### Action item:
Repeat, exactly as written, the line containing "hand in the photo above." and each line after it through the end of the data.

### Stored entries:
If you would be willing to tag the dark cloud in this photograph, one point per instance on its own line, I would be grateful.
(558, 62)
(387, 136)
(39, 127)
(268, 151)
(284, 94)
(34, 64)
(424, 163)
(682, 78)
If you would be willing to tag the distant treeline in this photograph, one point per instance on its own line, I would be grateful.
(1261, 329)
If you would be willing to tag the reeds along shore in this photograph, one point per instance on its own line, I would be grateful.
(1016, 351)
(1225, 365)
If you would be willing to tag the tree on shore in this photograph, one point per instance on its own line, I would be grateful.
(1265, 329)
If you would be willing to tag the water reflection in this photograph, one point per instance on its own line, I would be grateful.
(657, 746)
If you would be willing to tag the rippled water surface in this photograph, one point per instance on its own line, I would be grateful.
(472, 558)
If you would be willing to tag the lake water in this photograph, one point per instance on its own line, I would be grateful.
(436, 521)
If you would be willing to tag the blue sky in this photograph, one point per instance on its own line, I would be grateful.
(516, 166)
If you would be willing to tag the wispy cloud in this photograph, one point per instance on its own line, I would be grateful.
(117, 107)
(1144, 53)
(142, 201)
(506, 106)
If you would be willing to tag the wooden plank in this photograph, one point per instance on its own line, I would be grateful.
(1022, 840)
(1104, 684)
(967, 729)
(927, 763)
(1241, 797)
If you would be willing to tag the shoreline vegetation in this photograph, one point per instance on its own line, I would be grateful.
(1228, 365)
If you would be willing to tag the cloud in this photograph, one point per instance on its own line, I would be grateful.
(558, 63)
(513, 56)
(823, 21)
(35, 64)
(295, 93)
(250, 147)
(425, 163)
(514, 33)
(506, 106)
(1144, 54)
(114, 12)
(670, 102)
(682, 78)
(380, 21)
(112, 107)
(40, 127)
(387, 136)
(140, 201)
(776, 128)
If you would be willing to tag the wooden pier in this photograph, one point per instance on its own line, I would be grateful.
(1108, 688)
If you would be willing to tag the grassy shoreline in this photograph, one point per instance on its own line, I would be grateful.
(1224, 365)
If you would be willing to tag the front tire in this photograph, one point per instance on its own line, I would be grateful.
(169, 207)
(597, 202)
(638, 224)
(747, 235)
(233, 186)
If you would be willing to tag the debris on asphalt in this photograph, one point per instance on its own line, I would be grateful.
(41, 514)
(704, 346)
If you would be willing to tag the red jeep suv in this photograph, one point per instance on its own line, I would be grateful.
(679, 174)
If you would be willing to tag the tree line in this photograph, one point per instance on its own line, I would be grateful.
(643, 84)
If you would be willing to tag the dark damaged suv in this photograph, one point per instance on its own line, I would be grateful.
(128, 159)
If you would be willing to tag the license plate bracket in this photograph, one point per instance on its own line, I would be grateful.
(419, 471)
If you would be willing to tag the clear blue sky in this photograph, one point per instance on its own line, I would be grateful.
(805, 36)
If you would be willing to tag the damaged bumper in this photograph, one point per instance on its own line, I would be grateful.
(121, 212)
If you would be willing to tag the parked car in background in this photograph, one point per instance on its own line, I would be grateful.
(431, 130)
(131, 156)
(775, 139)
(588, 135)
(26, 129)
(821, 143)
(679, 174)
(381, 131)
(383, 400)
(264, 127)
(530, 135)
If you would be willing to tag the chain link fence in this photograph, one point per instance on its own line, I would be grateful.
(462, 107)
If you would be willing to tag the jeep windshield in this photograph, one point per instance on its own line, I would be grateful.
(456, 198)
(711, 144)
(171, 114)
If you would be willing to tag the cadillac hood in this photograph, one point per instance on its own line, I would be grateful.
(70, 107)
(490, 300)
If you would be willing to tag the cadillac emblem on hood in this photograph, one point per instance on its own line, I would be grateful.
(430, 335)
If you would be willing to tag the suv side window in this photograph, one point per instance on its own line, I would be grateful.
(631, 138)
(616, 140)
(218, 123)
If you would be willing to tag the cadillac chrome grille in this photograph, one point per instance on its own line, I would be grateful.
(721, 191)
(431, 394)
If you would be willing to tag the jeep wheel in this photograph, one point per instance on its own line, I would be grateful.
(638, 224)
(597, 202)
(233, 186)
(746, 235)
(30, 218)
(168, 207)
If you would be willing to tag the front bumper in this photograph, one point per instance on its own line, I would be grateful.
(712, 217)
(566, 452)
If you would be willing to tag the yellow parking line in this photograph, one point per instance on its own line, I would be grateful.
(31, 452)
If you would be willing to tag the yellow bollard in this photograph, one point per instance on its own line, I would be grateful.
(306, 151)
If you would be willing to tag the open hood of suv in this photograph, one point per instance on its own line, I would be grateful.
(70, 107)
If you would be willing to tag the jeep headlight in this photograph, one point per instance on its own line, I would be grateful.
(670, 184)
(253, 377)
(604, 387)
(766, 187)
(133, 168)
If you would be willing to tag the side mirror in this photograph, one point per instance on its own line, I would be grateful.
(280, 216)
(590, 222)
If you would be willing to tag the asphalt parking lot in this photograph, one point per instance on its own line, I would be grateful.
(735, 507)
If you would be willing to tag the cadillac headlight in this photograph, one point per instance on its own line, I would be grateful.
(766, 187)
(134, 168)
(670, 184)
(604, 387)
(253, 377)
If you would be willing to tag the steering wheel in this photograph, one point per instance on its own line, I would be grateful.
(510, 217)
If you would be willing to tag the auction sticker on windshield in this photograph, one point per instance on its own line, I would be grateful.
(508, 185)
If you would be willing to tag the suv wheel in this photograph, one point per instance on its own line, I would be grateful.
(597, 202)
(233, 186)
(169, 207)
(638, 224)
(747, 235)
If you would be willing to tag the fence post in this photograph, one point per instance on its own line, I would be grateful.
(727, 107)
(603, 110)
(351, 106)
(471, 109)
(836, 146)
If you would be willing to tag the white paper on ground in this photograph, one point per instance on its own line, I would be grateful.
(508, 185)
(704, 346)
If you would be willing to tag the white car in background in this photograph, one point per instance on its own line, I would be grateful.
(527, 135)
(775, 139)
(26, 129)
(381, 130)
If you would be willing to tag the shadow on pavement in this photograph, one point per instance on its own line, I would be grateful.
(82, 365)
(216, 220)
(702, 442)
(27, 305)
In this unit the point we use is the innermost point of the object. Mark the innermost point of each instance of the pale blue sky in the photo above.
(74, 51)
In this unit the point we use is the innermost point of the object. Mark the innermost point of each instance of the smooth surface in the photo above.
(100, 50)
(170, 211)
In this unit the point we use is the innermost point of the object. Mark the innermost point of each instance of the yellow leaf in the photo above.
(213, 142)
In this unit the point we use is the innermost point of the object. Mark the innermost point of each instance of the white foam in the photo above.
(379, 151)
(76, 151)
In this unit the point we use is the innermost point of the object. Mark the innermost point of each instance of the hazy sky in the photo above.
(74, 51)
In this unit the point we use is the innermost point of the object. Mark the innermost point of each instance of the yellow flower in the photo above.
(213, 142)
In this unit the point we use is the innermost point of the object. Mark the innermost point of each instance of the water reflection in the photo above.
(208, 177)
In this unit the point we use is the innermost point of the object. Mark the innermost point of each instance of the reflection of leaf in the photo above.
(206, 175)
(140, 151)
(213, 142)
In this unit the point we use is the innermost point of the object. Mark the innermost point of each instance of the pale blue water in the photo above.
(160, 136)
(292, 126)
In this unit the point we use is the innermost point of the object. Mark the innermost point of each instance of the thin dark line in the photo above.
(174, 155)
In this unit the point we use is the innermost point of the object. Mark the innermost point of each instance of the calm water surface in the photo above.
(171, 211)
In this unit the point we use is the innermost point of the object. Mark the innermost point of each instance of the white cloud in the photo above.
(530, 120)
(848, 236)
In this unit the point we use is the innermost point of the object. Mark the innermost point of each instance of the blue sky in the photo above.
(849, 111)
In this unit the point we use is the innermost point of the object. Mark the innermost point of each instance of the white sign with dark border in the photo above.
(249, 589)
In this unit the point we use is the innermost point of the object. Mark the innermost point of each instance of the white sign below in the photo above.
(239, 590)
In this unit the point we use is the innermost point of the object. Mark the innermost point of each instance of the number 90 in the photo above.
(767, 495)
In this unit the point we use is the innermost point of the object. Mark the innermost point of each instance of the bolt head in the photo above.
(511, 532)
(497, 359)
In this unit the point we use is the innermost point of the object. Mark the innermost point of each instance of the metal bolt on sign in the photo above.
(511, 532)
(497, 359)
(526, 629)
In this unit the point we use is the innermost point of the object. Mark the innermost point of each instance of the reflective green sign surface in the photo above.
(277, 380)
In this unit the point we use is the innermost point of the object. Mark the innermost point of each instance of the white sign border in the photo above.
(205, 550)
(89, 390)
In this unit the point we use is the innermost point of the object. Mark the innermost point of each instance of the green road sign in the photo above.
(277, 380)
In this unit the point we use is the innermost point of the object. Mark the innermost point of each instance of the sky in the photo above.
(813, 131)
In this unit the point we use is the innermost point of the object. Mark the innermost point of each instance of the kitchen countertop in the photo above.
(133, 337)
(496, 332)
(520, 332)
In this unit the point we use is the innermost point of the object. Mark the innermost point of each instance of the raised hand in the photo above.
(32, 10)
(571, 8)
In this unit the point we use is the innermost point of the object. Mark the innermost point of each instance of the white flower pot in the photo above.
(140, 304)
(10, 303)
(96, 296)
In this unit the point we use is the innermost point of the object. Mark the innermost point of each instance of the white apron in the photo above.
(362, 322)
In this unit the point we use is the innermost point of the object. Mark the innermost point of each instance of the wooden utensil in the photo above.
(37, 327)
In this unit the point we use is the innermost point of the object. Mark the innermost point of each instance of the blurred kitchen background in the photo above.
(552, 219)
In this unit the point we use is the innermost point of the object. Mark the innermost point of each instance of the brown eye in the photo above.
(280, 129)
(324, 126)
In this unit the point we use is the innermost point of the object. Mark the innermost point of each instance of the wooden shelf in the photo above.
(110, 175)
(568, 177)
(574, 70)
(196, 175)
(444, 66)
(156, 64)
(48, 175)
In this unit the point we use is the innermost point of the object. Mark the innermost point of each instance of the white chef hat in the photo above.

### Task solution:
In this unit the point we use is the innermost point of the object. Mark the innermost point of each instance of the raised hand in the photo above.
(32, 10)
(571, 8)
In this unit the point we use is the innermost point of the object. Mark the innermost point of each instance of the white flower pot in the photo above.
(140, 304)
(10, 303)
(96, 296)
In this unit the point we use is the innermost point of the object. Mark the innermost point of each instance of the white apron in the photo above.
(362, 322)
In this unit the point we use is the innermost point of the object. Mark the innermost point of each instance of the wooden utensil in the photo above.
(37, 327)
In this unit the point we use is the innermost point of the object. Mark the innermost point of each instance of the blurred kitchen background in the photo above.
(552, 219)
In this unit the point we use is the innermost point of the object. Mark the innermost point of each instance of the brown eye in the photo above.
(280, 129)
(324, 126)
In this unit the point we use is the innermost point of the object. Mark the innermost point of each instance of the wooden shelf in the photo above.
(110, 175)
(568, 177)
(574, 70)
(196, 175)
(444, 66)
(156, 64)
(48, 175)
In this unit the point we use is the innermost point of the object. Mark the innermost point of each instance of the white chef hat in the photo above.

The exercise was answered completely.